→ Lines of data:

------------------------------------------------------------------------

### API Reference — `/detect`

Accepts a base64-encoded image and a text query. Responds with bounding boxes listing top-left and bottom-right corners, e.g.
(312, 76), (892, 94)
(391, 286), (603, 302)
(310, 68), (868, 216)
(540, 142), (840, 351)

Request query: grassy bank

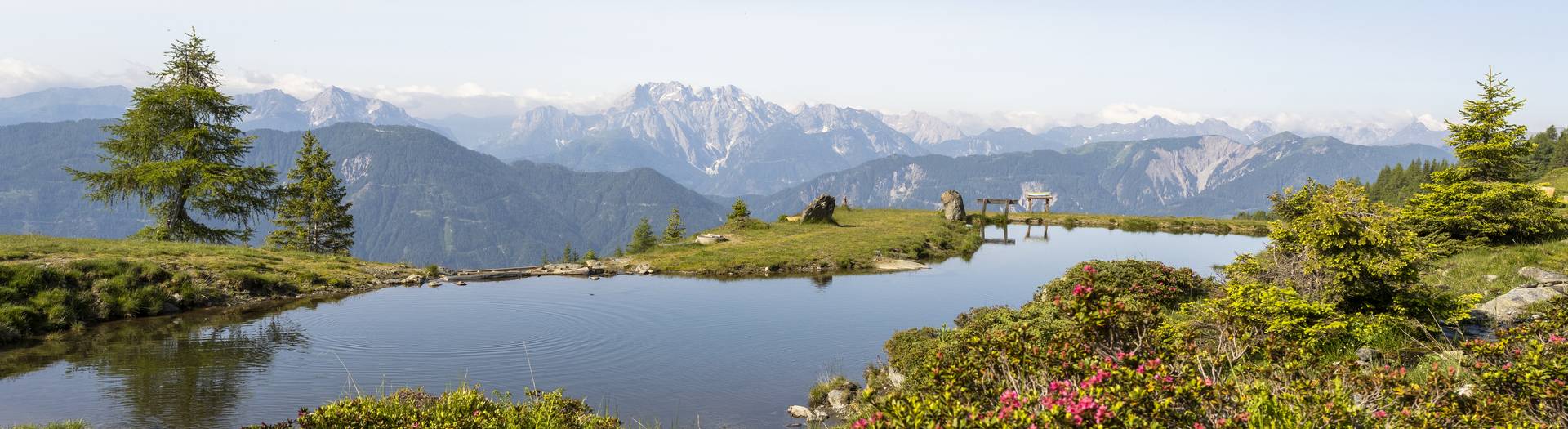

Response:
(630, 209), (980, 274)
(0, 235), (416, 344)
(1009, 212), (1268, 235)
(1422, 240), (1568, 298)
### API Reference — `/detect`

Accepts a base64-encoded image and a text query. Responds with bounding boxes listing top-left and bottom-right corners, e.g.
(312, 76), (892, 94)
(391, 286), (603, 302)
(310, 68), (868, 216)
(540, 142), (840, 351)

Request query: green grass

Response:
(1532, 167), (1568, 188)
(0, 235), (414, 344)
(1423, 240), (1568, 298)
(1009, 212), (1268, 235)
(630, 209), (982, 274)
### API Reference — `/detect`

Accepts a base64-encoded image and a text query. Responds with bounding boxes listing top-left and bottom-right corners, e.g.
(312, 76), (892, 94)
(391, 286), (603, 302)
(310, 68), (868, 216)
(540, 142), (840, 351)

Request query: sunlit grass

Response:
(632, 209), (980, 274)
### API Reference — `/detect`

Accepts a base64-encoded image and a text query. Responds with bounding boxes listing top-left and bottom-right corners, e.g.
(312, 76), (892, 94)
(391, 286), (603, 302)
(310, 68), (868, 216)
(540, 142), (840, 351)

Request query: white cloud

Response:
(1080, 102), (1212, 126)
(0, 58), (150, 97)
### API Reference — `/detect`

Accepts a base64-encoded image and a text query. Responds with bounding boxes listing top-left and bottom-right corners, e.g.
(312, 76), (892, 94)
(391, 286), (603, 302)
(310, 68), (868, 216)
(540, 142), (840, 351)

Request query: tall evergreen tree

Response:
(66, 30), (278, 244)
(266, 132), (354, 255)
(724, 198), (751, 223)
(1440, 69), (1532, 182)
(665, 208), (685, 244)
(626, 217), (658, 255)
(561, 242), (581, 264)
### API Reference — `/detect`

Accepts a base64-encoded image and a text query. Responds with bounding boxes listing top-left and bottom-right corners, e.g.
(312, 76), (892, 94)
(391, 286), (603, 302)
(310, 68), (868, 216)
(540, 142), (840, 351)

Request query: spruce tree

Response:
(724, 198), (751, 223)
(66, 30), (278, 244)
(561, 242), (581, 264)
(626, 217), (658, 255)
(266, 132), (354, 255)
(665, 208), (685, 244)
(1438, 69), (1532, 182)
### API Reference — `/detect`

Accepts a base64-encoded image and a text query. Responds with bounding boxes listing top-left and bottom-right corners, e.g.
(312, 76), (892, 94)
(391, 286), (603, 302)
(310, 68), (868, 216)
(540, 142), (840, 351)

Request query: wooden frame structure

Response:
(1024, 192), (1057, 214)
(975, 198), (1018, 218)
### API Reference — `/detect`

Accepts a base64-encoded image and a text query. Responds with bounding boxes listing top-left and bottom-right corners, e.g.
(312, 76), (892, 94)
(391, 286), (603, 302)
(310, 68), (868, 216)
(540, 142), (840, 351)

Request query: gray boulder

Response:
(800, 194), (835, 223)
(1476, 288), (1563, 322)
(1519, 267), (1568, 284)
(942, 189), (969, 220)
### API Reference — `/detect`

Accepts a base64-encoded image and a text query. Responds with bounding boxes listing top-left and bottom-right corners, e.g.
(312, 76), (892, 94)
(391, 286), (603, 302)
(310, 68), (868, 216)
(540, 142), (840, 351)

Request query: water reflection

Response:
(0, 298), (332, 427)
(0, 225), (1263, 427)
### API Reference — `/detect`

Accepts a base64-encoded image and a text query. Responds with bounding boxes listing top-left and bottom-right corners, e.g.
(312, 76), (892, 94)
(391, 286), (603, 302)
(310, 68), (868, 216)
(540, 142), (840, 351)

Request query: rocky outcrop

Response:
(942, 189), (969, 221)
(800, 194), (835, 223)
(1476, 284), (1568, 324)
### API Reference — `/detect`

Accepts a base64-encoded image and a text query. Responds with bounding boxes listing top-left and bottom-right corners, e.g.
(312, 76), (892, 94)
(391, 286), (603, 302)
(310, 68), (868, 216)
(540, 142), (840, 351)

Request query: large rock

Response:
(942, 189), (969, 220)
(1519, 267), (1568, 283)
(1476, 288), (1563, 322)
(800, 194), (835, 223)
(828, 387), (854, 415)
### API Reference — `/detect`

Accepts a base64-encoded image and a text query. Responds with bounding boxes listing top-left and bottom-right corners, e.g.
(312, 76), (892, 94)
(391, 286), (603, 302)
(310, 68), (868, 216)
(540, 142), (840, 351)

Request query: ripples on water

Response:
(0, 225), (1263, 427)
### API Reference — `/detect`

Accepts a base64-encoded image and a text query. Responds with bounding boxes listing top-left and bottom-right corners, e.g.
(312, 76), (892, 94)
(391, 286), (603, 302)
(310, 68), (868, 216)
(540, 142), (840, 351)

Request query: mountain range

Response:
(0, 119), (728, 267)
(750, 132), (1454, 217)
(0, 82), (1446, 194)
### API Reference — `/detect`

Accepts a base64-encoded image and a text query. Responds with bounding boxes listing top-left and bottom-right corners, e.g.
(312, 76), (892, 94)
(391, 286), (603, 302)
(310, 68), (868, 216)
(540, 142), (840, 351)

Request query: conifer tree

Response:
(626, 217), (658, 255)
(561, 242), (581, 264)
(665, 208), (685, 244)
(266, 131), (354, 255)
(724, 198), (751, 223)
(1438, 69), (1532, 182)
(66, 30), (278, 244)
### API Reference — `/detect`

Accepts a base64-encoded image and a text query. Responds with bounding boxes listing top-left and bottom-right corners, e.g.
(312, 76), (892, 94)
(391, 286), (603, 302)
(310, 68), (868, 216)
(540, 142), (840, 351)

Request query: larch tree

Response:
(626, 217), (658, 253)
(66, 30), (278, 244)
(665, 208), (685, 244)
(266, 132), (354, 249)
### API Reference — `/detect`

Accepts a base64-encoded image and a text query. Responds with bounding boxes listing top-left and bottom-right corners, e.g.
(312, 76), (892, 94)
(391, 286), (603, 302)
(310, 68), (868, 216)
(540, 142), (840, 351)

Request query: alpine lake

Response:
(0, 225), (1265, 427)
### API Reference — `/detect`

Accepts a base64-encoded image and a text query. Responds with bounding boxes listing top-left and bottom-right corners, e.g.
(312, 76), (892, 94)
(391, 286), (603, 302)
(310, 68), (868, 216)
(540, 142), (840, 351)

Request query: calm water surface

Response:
(0, 225), (1264, 427)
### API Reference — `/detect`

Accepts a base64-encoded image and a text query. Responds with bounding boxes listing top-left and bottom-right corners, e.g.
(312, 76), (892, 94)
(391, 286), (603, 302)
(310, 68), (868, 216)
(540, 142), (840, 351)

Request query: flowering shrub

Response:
(241, 387), (621, 429)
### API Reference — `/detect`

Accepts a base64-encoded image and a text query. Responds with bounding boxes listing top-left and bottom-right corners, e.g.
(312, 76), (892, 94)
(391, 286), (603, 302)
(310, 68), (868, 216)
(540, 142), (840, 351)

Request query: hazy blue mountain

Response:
(753, 133), (1452, 217)
(0, 119), (728, 267)
(876, 112), (964, 145)
(234, 87), (450, 135)
(423, 114), (516, 150)
(480, 82), (925, 194)
(0, 85), (130, 126)
(927, 127), (1067, 157)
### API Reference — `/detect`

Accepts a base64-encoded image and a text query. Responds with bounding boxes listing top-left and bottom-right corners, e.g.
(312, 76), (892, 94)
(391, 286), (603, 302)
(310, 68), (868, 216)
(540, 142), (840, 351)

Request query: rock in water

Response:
(1519, 267), (1568, 283)
(800, 194), (835, 223)
(942, 189), (969, 220)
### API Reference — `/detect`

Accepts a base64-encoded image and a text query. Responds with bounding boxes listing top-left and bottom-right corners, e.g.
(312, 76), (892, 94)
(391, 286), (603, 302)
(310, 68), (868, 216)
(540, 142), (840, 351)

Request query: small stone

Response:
(1356, 347), (1383, 364)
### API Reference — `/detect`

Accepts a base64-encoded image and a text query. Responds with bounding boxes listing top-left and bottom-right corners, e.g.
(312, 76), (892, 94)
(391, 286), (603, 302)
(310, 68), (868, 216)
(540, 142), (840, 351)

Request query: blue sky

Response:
(0, 0), (1568, 127)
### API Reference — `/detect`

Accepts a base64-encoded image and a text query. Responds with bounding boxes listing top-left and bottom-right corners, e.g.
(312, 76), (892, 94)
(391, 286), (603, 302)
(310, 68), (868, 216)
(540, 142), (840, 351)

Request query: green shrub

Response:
(223, 269), (293, 296)
(1405, 172), (1568, 244)
(1116, 217), (1160, 233)
(251, 387), (621, 429)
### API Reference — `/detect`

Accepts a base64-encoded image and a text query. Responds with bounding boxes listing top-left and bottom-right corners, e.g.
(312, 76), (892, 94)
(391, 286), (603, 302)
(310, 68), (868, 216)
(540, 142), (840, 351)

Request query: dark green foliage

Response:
(266, 132), (354, 255)
(665, 208), (685, 244)
(724, 198), (751, 223)
(1444, 69), (1534, 182)
(68, 33), (278, 244)
(626, 217), (658, 255)
(247, 387), (621, 429)
(1406, 72), (1568, 242)
(1526, 126), (1568, 177)
(561, 242), (581, 264)
(1231, 211), (1273, 220)
(223, 269), (295, 297)
(1367, 159), (1454, 205)
(0, 259), (196, 344)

------------------------------------------------------------------------

→ Problem details: Report, in full, each line of the records above that contains the string "water". A line counts only if the letters match in case.

→ Exercise response:
Request query: water reflection
Request query: ripples on water
Request query: calm water surface
Request query: rock in water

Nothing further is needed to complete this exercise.